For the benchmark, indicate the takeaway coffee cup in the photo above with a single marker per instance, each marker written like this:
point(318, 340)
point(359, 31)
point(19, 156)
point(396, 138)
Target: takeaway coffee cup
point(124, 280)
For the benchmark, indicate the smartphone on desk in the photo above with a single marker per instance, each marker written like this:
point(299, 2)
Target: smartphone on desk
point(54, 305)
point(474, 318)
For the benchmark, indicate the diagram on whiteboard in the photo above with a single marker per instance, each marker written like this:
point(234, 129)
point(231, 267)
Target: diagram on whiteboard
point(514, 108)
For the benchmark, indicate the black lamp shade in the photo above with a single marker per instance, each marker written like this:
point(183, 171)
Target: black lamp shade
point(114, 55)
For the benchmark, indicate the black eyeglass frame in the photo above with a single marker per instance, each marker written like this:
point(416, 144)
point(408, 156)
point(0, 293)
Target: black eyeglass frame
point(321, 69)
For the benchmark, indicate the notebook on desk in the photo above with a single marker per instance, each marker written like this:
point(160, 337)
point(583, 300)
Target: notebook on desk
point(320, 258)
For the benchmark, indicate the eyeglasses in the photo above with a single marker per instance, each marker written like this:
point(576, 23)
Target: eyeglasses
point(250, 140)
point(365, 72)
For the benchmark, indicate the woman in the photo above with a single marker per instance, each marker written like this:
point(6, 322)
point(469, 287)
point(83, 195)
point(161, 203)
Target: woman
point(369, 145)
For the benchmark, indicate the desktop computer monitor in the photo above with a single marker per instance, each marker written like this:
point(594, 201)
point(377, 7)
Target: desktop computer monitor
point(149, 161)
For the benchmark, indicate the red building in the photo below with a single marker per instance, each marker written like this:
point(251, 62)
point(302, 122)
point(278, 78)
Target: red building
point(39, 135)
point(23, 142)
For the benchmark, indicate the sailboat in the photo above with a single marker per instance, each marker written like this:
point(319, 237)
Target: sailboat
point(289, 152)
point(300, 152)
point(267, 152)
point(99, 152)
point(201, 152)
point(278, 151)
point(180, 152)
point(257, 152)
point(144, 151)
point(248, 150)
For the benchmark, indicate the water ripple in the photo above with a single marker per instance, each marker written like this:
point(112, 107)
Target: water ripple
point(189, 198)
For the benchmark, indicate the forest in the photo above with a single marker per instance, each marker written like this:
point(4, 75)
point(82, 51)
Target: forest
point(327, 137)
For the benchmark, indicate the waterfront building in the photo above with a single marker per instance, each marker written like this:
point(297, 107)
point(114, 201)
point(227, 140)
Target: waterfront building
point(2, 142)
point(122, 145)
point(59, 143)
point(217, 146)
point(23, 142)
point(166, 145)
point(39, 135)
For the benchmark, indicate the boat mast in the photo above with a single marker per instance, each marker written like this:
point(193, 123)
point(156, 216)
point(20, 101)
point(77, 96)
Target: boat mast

────────────────────────────────────────

§ Short task: Write out, unchanged, everything from the first of the lines above down to and including the line that contains "point(365, 72)".

§ Worked answer:
For the benchmark, indicate the takeaway coffee cup in the photo above with a single marker per instance, each marker written like this:
point(318, 340)
point(359, 31)
point(19, 156)
point(396, 138)
Target: takeaway coffee cup
point(124, 280)
For the benchmark, indicate the smartphone on desk in the photo above with a single marker per instance, each marker written like this:
point(299, 2)
Target: smartphone on desk
point(54, 305)
point(474, 318)
For the benchmark, indicate the diagram on whiteboard in the photo above with a single marker per instance, each marker written like this:
point(234, 129)
point(231, 267)
Target: diagram on whiteboard
point(514, 108)
For the benchmark, indicate the black lamp shade in the photo above with a single marker per instance, each marker written like this:
point(183, 171)
Target: black lamp shade
point(114, 55)
For the benchmark, indicate the black eyeglass frame in the photo above with a single marker per instance, each marker written like this:
point(416, 144)
point(408, 156)
point(0, 293)
Target: black eyeglass frame
point(321, 69)
For the benchmark, indicate the notebook on desk in the photo above with a single marker per instance, each marker written like this:
point(160, 337)
point(583, 300)
Target: notebook on desk
point(320, 258)
For the benchmark, indicate the eyeglasses in the photo above with a single marker per instance, each marker written like this:
point(576, 23)
Target: eyeglasses
point(250, 140)
point(365, 72)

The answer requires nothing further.